» **Tus tareas**
1 – Responde con datos del texto sobre Pozzi:
(a) ¿De qué país a qué país emigraron los antepasados de Pozzi?
(b) ¿En qué mes llegaron a Londres los tres franceses?
(c) ¿Qué le dijo Sargent a su modelo?
2 – Sigue escribiendo el texto sobre Pozzi a partir de su última frase, con el mismo tono.

Tal cosa se la proporcionó estudiar a Pozzi, cuyos antepasados emigraron de Italia a Francia y cuyo padre se casó en segundas nupcias con una inglesa. Un tipo que encargaba para sus trajes y cortinas telas enviadas desde Londres, que en aquel 1885 se apeó en Londres para pasar unos días; pero aparte de estos detalles menores, hay que fijarse en que «era racional, científico, progresista, internacional y constantemente inquisitivo; que recibía cada nuevo día con entusiasmo y curiosidad; que llenó su vida con la medicina, el arte, los viajes, la sociedad, la política y todo el sexo posible».
Barnes empieza su libro directamente diciendo que en junio de ese año, tres franceses llegaron a Londres; uno de ellos, el conde referido, posteriormente declaró que el propósito del viaje era «hacer adquisiciones intelectuales y decorativas». Pero también cabe viajar, dice, en ese instante del inicio de su libro a París el verano anterior, durante la luna de miel de Wilde y su esposa Constance. «O podríamos empezar, prosaicamente, por el abrigo. A no ser que sea mejor llamarlo bata. Roja –o, para ser más preciso, escarlata–, larga, desde el cuello hasta los tobillos, permite ver un lino blanco fruncido en las muñecas y la garganta. Debajo, una única zapatilla con brocados introduce en la composición diminutos toques de color azules y amarillos».
El cuadro no era uno cualquiera. Lo había hecho el más famoso retratista de la época, y además se sabe que Sargent le dijo a su modelo: «El tema no eres tú, sino la bata.» Y en cierta manera esa prenda destacará para siempre en la pintura, y muy pocos serán los que sepan algo del nombre que aparece en el título.

» **Información**
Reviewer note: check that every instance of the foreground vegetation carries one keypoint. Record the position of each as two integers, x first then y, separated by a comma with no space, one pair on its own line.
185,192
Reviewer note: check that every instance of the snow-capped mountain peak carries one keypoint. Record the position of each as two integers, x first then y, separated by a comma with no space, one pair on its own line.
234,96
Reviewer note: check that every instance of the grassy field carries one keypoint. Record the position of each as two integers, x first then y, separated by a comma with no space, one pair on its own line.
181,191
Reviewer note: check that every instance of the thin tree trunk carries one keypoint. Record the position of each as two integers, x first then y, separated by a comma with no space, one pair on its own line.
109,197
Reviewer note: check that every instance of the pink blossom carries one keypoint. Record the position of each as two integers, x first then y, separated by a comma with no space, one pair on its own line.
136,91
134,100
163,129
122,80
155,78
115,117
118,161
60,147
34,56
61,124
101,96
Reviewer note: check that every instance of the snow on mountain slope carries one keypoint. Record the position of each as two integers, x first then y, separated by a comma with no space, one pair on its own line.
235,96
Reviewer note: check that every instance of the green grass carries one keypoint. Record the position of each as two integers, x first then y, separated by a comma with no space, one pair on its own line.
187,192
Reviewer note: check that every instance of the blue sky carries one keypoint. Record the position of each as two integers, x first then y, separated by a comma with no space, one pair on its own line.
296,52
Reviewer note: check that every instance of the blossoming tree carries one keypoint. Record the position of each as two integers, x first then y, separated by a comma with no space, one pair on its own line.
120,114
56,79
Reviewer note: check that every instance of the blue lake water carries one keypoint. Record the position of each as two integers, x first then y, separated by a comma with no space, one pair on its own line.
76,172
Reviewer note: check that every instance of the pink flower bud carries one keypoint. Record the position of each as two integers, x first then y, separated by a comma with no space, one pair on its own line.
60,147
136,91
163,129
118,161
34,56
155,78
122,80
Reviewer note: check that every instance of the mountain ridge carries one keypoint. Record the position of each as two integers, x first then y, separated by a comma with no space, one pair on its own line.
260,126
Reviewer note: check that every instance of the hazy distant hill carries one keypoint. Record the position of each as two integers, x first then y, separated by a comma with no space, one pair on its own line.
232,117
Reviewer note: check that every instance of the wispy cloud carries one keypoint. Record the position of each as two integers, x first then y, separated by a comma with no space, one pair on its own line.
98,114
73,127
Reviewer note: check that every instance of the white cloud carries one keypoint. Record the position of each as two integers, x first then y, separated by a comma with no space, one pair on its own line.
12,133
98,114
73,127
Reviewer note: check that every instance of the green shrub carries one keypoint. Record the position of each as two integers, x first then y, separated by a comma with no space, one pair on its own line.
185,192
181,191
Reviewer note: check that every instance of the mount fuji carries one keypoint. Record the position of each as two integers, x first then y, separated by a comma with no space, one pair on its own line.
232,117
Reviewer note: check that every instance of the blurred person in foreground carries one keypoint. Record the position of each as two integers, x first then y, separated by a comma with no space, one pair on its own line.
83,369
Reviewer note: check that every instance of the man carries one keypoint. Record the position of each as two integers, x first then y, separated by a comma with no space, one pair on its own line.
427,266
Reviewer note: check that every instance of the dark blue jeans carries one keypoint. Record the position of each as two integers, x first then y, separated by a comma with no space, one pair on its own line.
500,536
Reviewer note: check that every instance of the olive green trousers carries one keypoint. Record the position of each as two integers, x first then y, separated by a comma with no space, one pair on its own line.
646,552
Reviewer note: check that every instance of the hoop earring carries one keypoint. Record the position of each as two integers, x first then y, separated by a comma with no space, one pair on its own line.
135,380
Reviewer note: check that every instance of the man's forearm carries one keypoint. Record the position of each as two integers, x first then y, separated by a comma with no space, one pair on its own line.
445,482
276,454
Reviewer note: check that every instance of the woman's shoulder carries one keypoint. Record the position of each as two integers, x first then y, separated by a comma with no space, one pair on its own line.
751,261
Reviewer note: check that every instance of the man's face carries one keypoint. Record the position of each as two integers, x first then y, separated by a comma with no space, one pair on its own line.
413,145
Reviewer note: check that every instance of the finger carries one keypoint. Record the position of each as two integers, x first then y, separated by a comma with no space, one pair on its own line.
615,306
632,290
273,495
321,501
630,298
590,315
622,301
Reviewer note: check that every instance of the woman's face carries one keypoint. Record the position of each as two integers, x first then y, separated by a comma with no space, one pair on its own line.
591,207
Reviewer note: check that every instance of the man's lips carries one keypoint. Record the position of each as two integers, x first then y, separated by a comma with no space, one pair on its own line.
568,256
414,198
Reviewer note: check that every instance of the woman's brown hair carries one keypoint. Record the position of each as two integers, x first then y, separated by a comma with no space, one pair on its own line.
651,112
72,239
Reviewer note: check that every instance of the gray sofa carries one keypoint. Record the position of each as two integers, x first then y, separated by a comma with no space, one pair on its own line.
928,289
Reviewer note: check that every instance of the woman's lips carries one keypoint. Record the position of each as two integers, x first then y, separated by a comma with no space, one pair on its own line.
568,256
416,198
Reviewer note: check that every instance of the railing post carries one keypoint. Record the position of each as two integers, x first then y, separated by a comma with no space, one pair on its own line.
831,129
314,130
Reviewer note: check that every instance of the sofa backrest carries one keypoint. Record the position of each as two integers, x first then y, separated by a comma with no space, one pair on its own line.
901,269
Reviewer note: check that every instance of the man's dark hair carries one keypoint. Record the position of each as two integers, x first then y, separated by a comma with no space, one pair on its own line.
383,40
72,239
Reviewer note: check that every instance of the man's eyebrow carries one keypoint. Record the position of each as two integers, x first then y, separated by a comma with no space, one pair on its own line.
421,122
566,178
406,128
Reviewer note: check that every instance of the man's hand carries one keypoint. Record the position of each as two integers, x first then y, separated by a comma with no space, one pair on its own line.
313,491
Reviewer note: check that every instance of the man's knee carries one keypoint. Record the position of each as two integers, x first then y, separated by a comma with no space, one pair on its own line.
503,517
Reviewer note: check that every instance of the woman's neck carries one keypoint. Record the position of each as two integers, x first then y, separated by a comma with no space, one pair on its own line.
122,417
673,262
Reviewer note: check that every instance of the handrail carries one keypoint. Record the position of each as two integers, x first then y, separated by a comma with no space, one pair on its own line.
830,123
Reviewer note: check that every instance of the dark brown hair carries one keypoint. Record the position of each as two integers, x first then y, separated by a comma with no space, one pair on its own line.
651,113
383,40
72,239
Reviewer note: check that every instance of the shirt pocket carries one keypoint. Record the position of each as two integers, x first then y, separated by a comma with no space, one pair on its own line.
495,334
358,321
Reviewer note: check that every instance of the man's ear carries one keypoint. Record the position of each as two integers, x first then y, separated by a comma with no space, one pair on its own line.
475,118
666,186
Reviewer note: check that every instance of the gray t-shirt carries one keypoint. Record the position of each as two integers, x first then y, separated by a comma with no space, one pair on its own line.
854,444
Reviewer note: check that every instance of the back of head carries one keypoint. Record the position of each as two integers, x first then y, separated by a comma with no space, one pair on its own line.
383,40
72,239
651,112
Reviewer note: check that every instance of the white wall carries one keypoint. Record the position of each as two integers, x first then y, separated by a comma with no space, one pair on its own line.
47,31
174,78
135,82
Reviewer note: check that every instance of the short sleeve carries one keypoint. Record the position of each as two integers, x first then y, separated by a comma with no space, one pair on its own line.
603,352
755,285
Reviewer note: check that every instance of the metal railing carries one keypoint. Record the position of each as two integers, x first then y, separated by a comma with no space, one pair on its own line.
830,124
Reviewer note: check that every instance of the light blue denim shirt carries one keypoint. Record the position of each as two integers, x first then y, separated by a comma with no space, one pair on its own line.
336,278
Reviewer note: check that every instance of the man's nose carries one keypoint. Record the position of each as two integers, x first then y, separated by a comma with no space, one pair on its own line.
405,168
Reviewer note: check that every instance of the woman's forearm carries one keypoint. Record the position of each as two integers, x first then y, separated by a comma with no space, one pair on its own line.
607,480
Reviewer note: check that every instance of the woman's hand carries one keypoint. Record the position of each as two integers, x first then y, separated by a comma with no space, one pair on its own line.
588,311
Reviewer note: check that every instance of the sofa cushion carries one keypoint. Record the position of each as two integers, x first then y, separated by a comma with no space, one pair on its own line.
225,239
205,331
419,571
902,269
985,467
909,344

» **Respuestas**
1 –
(a) De Italia a Francia.
(b) En junio.
(c) «El tema no eres tú, sino la bata.»

2 –
Barnes descubrió el cuadro y a su modelo en 2015, expuesto en la National Portrait Gallery de Londres, prestado por un museo norteamericano. «Sabemos que el cuadro fue pintado al final de la mañana y que después el artista y su modelo almorzaron juntos; también sabemos que a la mujer del modelo le asombró el voraz apetito del pintor.» También se sabe que la pintura data de cuatro años antes de aquel viaje a Londres, cuando Pozzi era un joven apuesto de treinta y cinco años, y que sin duda Sargent quiso destacar sus manos, una de ellas en el pecho: «Los dedos son la parte más expresiva del retrato. Las articulaciones de cada uno de ellos son distintas: plenamente extendidos, doblados a medias, totalmente curvados. Si nos pidieran que adivináramos a ciegas la profesión de este hombre, quizá responderíamos que es un pianista virtuoso.» Pero eran las de un médico, un cirujano, un ginecólogo.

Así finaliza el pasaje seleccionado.